DOCUMENT SECTION:
━━━━━━━━━━━━━━━━

My Kokum Tells Stories by Samantha Nock

My Kokum Tells Stories

The inspiration for this piece came from reading Linda Tuhiwai Smith’s Decolonizing Methodologies, in which she discusses the value of listening to a person’s story as a legitimate living archive. It made me think of my little old kokum, sitting at her kitchen table up in Fort St. John, BC, who loves nothing more than to tell stories, because that’s what she does:

My kokum, she tells stories, she gossips… on the phone, in the bingo hall, at the friendship centre, at the Metis office, or at her kitchen table.  She is always talking, talkin’ about other people, talking about the old times, talking about the times she wants to live to see.

When I was younger,  I always laughed about this, because she’s always talking about “that one time” or “Johnny (my mosom) remember when…” or “Mum used to…” or “When we were kids…” or “The nuns…”.  I used to pass these stories off as my kokum just talkin’ to talk about something… but the more I realize it, she was doing something that is inherently Metis. 

She’s telling stories, she’s talking about people and places of our past, our culture, stories of how she used to collect medicines with her dad up in Sakitawak, and which medicines were good for tea when you had a cold, about the spirits who talked to her at Lac Ste. Anne, or how the nuns were cruel to her when she spoke Cree in residential school.   My kokum’s lived experiences are an integral part of my life, entwined through her stories are parts of our shared history.  This is a history I can’t find written on archived pieces of paper, where my ancestor’s first name is “Scrip”, last name “Holder”.  Hidden within my kokum’s stories are histories deeper than HBC trade logs and country wives; her words are our history from our community.  All these stories she tells us, every time she is gossiping about something that happened, these are all things that connect her to her daughters, her daughters to their children, me to her and my mother to me.  The laughing, the gossiping, the story telling at my kokum’s kitchen table while we drink cheap black coffee… that’s decolonization.

━━━━━━━━━━━━━━━━

SUPPLIED MATERIAL:
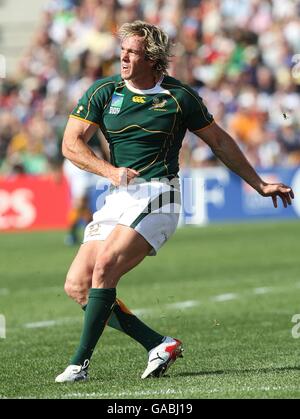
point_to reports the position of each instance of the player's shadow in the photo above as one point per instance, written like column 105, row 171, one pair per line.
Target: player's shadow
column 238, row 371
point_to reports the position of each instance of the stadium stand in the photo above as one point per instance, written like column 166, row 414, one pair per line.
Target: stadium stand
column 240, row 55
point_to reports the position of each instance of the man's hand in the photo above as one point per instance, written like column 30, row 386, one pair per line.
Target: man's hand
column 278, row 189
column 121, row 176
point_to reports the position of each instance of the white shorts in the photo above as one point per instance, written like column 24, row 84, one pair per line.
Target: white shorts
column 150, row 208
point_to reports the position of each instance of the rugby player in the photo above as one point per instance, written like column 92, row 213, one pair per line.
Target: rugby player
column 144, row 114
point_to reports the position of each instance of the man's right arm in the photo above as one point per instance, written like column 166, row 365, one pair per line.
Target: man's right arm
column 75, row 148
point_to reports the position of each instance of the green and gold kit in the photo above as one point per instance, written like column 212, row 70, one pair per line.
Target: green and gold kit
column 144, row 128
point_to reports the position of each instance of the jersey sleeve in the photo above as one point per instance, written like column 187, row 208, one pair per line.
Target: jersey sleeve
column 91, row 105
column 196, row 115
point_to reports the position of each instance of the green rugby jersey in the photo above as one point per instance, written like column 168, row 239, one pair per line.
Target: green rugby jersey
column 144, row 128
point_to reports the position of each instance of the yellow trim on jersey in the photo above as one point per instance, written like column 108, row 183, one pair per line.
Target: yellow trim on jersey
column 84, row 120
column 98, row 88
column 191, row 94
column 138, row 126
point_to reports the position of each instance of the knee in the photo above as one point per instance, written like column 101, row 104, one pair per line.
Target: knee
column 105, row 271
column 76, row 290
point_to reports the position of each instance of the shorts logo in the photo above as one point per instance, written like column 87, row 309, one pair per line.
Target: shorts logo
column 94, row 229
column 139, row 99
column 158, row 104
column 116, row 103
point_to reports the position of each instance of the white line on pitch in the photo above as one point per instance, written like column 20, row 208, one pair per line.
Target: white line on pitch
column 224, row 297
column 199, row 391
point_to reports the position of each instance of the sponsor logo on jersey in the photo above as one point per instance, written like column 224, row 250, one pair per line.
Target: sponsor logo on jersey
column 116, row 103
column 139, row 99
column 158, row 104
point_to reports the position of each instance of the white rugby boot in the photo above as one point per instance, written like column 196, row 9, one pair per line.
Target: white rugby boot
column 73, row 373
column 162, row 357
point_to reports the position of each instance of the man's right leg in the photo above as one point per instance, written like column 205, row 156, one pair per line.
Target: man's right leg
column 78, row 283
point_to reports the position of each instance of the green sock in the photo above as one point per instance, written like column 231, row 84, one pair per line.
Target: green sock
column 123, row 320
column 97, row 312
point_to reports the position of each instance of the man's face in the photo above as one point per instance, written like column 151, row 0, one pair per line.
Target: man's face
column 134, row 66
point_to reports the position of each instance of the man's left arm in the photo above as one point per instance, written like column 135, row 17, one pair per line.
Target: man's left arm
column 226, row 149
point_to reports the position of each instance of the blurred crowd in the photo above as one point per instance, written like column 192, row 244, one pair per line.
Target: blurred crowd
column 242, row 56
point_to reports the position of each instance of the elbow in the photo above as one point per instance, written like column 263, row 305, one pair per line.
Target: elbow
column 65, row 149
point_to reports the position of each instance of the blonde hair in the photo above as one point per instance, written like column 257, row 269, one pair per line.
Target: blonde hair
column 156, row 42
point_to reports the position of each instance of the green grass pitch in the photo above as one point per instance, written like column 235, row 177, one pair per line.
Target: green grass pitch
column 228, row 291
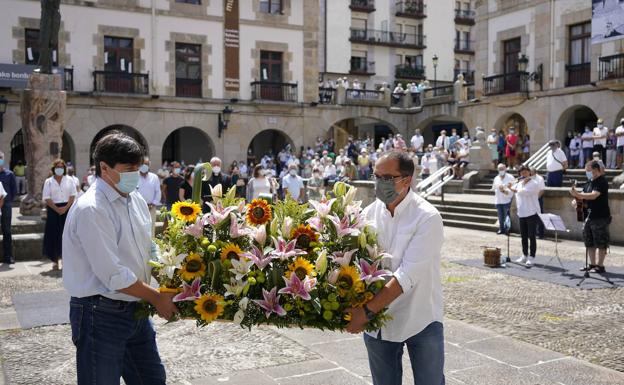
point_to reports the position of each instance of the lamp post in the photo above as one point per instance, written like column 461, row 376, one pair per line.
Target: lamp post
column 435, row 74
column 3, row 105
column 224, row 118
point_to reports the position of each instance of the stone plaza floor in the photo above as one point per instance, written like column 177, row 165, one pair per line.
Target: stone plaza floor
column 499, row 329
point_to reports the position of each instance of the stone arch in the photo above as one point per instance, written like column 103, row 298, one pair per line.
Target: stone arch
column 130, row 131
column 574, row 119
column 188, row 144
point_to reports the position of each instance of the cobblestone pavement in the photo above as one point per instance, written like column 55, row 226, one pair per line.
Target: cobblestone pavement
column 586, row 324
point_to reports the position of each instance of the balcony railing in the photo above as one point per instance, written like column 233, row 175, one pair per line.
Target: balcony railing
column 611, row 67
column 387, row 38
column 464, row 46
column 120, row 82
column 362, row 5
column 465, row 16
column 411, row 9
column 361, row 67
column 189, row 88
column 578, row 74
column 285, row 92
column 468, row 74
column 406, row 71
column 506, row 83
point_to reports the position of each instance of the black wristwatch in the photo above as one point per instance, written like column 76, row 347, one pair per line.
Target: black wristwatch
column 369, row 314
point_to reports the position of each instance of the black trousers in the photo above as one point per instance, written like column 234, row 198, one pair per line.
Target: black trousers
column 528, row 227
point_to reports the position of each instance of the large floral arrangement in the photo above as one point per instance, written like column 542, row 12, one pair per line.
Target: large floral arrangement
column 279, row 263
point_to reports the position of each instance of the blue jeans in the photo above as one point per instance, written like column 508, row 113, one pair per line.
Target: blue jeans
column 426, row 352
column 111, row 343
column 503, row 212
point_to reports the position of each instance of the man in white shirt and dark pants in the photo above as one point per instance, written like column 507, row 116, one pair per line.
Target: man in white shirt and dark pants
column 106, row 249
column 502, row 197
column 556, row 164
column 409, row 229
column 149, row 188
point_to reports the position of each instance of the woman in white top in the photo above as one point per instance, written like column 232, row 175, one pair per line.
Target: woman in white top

━━━━━━━━━━━━━━━━

Copy the text on the kokum's stories from "My kokum, she" to "is inherently Metis.", substituting "community hall" for "bingo hall". The lines are separate material, independent of the text on the kokum's stories.

SOLUTION:
My kokum, she tells stories, she gossips… on the phone, in the community hall, at the friendship centre, at the Metis office, or at her kitchen table.  She is always talking, talkin’ about other people, talking about the old times, talking about the times she wants to live to see.

When I was younger,  I always laughed about this, because she’s always talking about “that one time” or “Johnny (my mosom) remember when…” or “Mum used to…” or “When we were kids…” or “The nuns…”.  I used to pass these stories off as my kokum just talkin’ to talk about something… but the more I realize it, she was doing something that is inherently Metis.